START Dataset entries
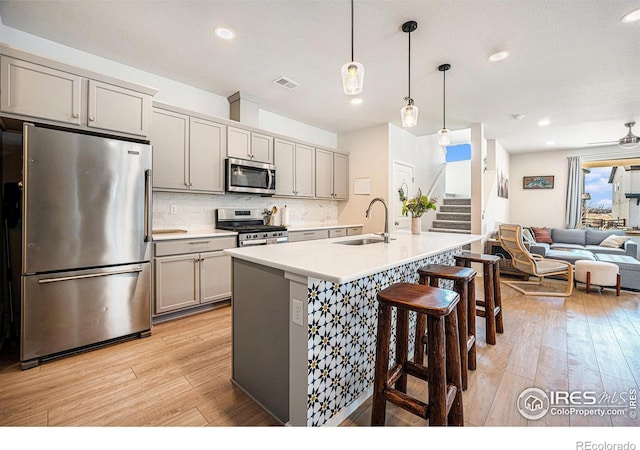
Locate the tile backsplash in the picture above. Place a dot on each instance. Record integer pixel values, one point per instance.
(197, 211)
END Dataset entries
START Dataset entries
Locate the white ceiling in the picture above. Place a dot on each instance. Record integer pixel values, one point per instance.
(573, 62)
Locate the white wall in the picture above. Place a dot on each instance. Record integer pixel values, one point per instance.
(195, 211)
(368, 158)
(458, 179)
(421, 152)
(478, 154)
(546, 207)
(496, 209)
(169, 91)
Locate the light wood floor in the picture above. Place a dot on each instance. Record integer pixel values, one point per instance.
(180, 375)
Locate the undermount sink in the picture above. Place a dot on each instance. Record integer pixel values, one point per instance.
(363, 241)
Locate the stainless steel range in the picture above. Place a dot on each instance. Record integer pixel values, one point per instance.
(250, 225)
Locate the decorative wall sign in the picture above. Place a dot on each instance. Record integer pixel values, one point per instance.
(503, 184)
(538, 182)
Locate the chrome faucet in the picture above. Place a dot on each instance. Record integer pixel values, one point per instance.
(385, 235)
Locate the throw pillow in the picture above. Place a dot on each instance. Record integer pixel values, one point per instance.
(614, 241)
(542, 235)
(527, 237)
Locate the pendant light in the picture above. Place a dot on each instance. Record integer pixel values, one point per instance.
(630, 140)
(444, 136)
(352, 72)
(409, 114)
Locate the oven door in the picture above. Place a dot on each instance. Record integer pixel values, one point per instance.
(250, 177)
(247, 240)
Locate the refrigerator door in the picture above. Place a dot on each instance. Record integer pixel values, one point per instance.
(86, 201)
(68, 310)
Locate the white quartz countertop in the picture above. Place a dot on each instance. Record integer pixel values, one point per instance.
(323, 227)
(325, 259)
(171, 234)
END Dataset entries
START Dataset entries
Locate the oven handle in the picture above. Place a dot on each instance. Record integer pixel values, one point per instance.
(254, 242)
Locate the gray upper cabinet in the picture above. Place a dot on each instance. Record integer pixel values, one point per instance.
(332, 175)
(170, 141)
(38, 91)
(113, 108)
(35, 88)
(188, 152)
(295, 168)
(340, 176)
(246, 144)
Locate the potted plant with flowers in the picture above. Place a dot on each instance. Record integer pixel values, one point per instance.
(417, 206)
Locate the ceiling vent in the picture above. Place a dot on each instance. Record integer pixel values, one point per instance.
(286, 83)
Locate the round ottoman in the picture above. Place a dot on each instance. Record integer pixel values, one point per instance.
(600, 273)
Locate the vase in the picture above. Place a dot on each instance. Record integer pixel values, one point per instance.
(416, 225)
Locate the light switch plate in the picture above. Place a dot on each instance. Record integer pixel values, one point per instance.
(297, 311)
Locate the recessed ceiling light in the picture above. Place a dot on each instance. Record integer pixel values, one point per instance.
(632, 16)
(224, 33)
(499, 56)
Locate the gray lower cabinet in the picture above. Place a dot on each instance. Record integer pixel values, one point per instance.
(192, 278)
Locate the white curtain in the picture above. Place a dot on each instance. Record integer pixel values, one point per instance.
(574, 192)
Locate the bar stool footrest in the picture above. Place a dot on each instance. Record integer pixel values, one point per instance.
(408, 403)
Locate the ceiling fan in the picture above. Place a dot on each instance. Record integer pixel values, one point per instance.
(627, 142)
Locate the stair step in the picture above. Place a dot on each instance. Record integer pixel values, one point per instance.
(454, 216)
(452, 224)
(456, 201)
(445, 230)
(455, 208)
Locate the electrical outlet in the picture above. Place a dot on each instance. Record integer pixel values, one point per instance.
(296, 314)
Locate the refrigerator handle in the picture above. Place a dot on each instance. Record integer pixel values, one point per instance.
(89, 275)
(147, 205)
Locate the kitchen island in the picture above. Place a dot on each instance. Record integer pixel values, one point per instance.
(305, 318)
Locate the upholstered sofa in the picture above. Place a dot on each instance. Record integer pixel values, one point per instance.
END Dataset entries
→ **What you have to do**:
Working from the records above, write out verbatim only the lines from the line containing "Locate the kitchen" through the line containing "Locate the upholstered".

→ **Your response**:
Locate the kitchen island in the picture above. Place a dot on each instance. Record integer pixel values, one point per instance.
(305, 318)
Locate the upholstered sofa in the picture above. Place a dot on each instance. Record integer pixel values, one point per instance.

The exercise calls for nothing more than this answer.